La Iglesia es la esposa sin tacha, que es arrancada de sus
infidelidades por el mimo que el esposo pone en susurrarle nuevas
palabras de amor 15 y en entregarse por ella. Asi la purifica, por medio
del agua y de la palabra, y la prepara como una Esposa, sin mancha ni
arruga, santa e inmaculada 16.
El símbolo se enriquece con nuevos matices: es Dios, como Padre,
quien prepara las nupcias de su Hijo 17. Juan Bautista, como amigo del
esposo, se alegra cuando se le da a conocer que éste está para llegar
18. Cristo mismo se presenta como el esposo de la Iglesia 19. San
Pablo ve a la Iglesia prefigurada desde el comienzo de la humanidad
como una esposa 20.
Es el tiempo de la gran alegría, porque llega la hora de las bodas del
Cordero, para las que la novia está engalanada con vestido de lino
puro y brillante 21.
La Iglesia es la esposa amada y fecunda, modelada como si de la
vida conyugal humana se tratasen. En su favor, todos los trabajos y
sufrimientos se pueden dar por bien empleados, como lo hace Cristo y
como están dispuestos a hacerlo también sus apóstoles 23.
Así como la esposa depende del varón 24, del mismo modo la Iglesia
existe por Cristo, que la adquiere con su sangre y se entrega por ella a
la muerte 25 de forma consciente y libre 26. Cristo nutre
constantemente a su Iglesia con su carne, y le otorga la subsistencia
por medio de la Eucaristía y del pastoreo 27.
Por su parte, la Iglesia debe fidelidad y colaboración al Esposo: así
como Adán ve una ayuda en Eva, Cristo, nuevo Adán 28, necesita de
la Iglesia para llevar a término la obra salvadora, encomendada por el
Padre.
El conjunto de metáforas, verdadera alegoría, invita a la Iglesia de
nuestros días a vivir la mística esponsal. Esta exige adornarse de
agradecimiento al amor del Padre; de fidelidad total a Cristo; de
entrega gozosa a quien la libra del pecado; de alegría rebosante por la
nueva condición inmerecida; de respuestas rápidas y activas a las
insinuaciones del Maestro y Amado, que la induce a la fecundidad del
apostolado; de disfrute de los bienes maritales, que saltan hasta la vida
eterna.
Sin embargo, la Iglesia terrestre, aunque de algún modo vive en la
intimidad del Esposo, experimenta que está también de algún modo
separada de su posesión gloriosa. Por eso, lleva entrañado, en la
médula de su ser, el deseo de encontrarse con Él y de conseguir una
unión sin riesgos de que se pueda romper.
El discípulo de Cristo es el que espera la venida del Señor y Esposo
29; es quien reclama con todas sus fuerzas, animadas por el Espíritu,
el regreso del Amado que se fue 30; es el que se esfuerza por ajustar
su conducta a las exigencias de esta presencia deseada 31, anticipada
en la Transfiguración 32 y afirmada en la Resurrección 33.

----

__Consigna escrita 1__:
Responde a estas preguntas según el texto sobre la Iglesia como esposa:
(a) ¿Quién prepara las nupcias de su Hijo?
(b) ¿Con qué está engalanada la novia para las bodas del Cordero?
(c) ¿Por medio de qué otorga Cristo la subsistencia a su Iglesia?
__Consigna escrita 2__:
Enumera todo aquello de lo que, según el texto sobre la Iglesia como esposa, exige adornarse la mística esponsal.
__Consigna escrita 3__:
Continúa el texto sobre la Iglesia como esposa a partir de su última frase.
Los ítems no intervienen en nada de esto.

Fragmentos de datos de etiquetado de ubicaciones

----

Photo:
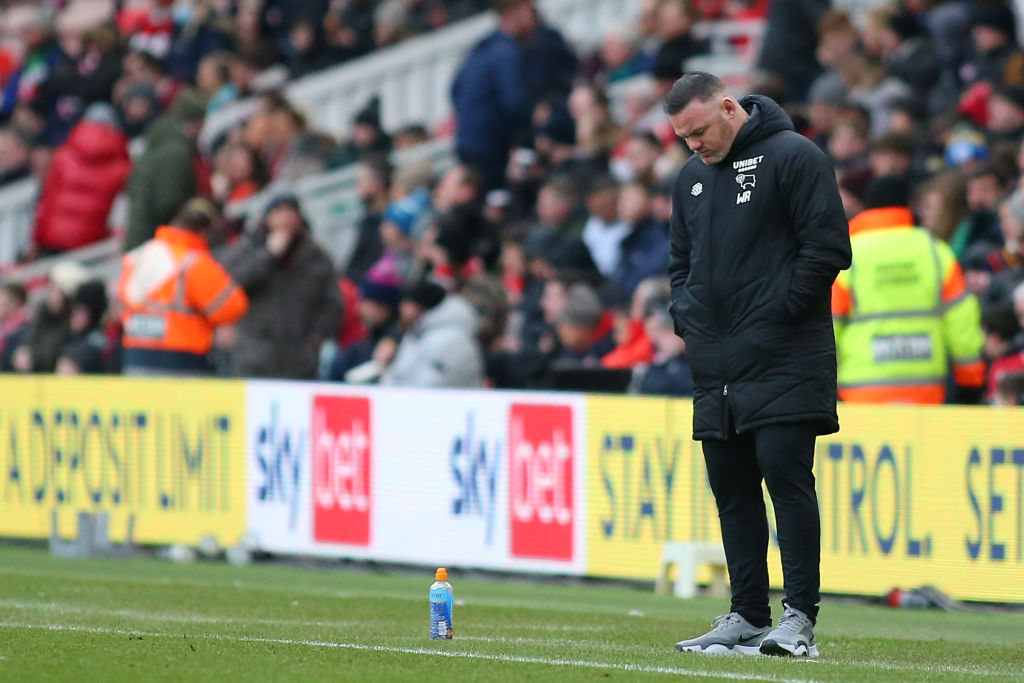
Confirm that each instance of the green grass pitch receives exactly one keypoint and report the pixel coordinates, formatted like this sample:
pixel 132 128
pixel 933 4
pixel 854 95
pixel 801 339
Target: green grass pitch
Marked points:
pixel 142 620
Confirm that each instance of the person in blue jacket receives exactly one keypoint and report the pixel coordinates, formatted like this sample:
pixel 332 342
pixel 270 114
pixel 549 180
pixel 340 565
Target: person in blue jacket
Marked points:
pixel 501 80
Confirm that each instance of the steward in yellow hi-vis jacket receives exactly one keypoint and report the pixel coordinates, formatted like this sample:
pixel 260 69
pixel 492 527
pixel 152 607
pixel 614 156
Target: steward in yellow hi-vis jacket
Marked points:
pixel 902 312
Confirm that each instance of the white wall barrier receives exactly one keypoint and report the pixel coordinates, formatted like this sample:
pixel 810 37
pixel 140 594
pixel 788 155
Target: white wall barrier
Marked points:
pixel 414 78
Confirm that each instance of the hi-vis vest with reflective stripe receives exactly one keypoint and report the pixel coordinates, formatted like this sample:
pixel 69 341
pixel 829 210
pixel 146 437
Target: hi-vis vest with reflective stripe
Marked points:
pixel 902 313
pixel 173 294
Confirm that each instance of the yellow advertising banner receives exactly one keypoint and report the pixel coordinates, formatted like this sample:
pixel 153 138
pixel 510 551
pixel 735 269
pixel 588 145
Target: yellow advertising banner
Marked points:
pixel 908 496
pixel 167 454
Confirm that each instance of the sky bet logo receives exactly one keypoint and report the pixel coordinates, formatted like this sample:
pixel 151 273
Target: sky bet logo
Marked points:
pixel 541 463
pixel 475 462
pixel 279 455
pixel 342 462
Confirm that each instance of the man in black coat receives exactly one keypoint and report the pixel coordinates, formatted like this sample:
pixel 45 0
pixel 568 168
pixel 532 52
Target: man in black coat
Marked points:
pixel 758 236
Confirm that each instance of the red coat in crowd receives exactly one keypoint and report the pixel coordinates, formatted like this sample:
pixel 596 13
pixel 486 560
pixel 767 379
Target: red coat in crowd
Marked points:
pixel 85 176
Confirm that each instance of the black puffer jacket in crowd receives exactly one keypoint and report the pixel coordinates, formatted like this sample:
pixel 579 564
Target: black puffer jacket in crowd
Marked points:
pixel 757 241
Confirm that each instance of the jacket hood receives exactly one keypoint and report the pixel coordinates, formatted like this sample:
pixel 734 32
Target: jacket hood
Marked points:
pixel 767 118
pixel 454 311
pixel 164 129
pixel 95 141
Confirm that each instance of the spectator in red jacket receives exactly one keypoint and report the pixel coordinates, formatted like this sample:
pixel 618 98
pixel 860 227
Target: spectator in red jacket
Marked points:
pixel 85 176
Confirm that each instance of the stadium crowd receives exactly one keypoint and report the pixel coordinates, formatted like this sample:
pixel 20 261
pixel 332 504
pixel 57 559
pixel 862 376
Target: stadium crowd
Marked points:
pixel 538 259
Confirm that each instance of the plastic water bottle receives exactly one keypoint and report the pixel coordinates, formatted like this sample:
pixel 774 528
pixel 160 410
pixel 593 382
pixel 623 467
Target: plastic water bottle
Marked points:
pixel 440 606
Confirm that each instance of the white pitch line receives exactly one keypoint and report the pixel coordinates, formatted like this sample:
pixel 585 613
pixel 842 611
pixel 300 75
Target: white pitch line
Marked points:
pixel 552 642
pixel 582 664
pixel 69 608
pixel 303 591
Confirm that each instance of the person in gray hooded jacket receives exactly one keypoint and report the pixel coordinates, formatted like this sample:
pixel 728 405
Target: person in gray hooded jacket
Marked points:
pixel 294 301
pixel 439 347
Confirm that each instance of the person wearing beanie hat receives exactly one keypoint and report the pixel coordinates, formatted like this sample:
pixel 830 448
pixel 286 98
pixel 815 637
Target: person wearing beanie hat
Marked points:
pixel 380 294
pixel 83 350
pixel 585 330
pixel 368 136
pixel 1006 114
pixel 994 42
pixel 889 298
pixel 295 304
pixel 138 108
pixel 439 346
pixel 889 190
pixel 37 349
pixel 165 177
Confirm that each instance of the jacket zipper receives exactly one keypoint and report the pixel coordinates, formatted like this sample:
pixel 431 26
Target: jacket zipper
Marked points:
pixel 718 311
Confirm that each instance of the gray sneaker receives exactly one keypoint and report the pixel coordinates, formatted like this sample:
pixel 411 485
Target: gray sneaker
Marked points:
pixel 731 635
pixel 793 637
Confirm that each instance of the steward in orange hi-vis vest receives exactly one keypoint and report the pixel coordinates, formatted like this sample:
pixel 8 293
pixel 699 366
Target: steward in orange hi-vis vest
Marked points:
pixel 173 295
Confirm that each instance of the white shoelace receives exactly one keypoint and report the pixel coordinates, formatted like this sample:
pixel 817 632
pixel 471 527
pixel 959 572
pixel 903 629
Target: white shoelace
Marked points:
pixel 724 621
pixel 793 621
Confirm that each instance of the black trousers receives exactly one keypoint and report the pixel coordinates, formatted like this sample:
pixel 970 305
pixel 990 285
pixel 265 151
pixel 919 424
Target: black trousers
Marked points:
pixel 783 457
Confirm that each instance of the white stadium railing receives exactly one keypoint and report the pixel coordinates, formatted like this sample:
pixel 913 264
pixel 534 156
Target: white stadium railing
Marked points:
pixel 17 214
pixel 413 79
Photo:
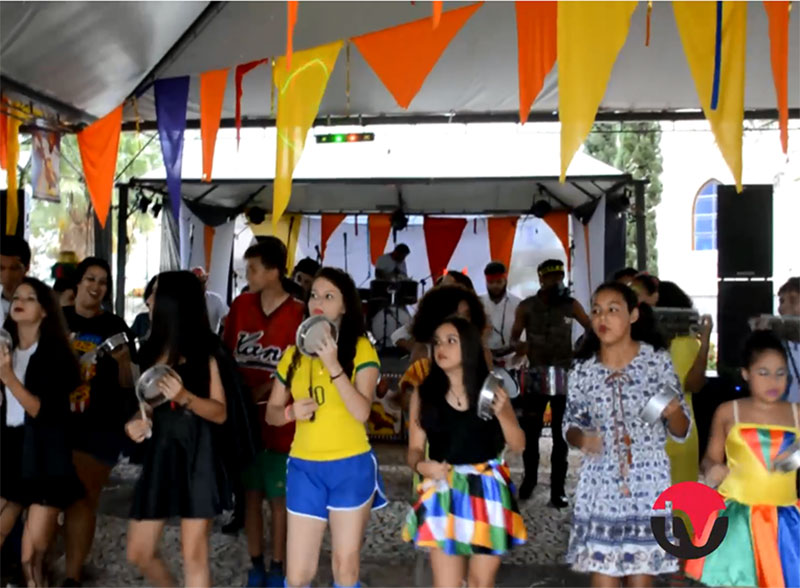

----

__Resultado 1__:
(a) Dios, como Padre.
(b) Con un vestido de lino puro y brillante.
(c) Por medio de la Eucaristía y del pastoreo.

__Resultado 2__:
- Agradecimiento al amor del Padre
- Fidelidad total a Cristo
- Entrega gozosa a quien la libra del pecado
- Alegría rebosante por la nueva condición inmerecida
- Respuestas rápidas y activas a las insinuaciones del Maestro y Amado
- Disfrute de los bienes maritales, que saltan hasta la vida eterna

__Resultado 3__:
Éstas son las causas de que el cristiano no sólo viva con esperanza,
sino que viva de esperanza. Para quienes peregrinan en orfandad, la
ausencia temporal del Señor y Amado es suficiente incentivo para llorar
su lejanía en ayuno y en austeridad permanentes; para entregarse sin
reservas a preparar su regreso; y para mantenerse, en medio de un
mundo que se ha empeñado en ahogar las utopías, musitando la
oración que los identifica: «Marana-thá. ¡Ven, Señor Jesús!» (Ap
22,20).
Madre
El título de madre aparece, de diferentes modos, en el Nuevo
Testamento: la Iglesia prefigurada en Sara, la esposa libre de
Abraham, es nuestra madre. Nosotros, los cristianos de segunda hora,
provenientes de la gentilidad, somos, como Isaac, hijos de la promesa,
engendrados en la libertad 34.
La imagen es recogida, y ampliada en su sentido, por los Padres de
la Iglesia, por los escritores eclesiásticos, por algunos Credos y por el
arte literario y plástico. «¡Soy hija de la Iglesia!», dirá con entusiasmo
Santa Teresa de Jesús.
La nueva Jerusalén, la Jerusalén de arriba, la que es paradigma de
la libertad definitiva, es nuestra madre 35; todos hemos nacido en ella
36.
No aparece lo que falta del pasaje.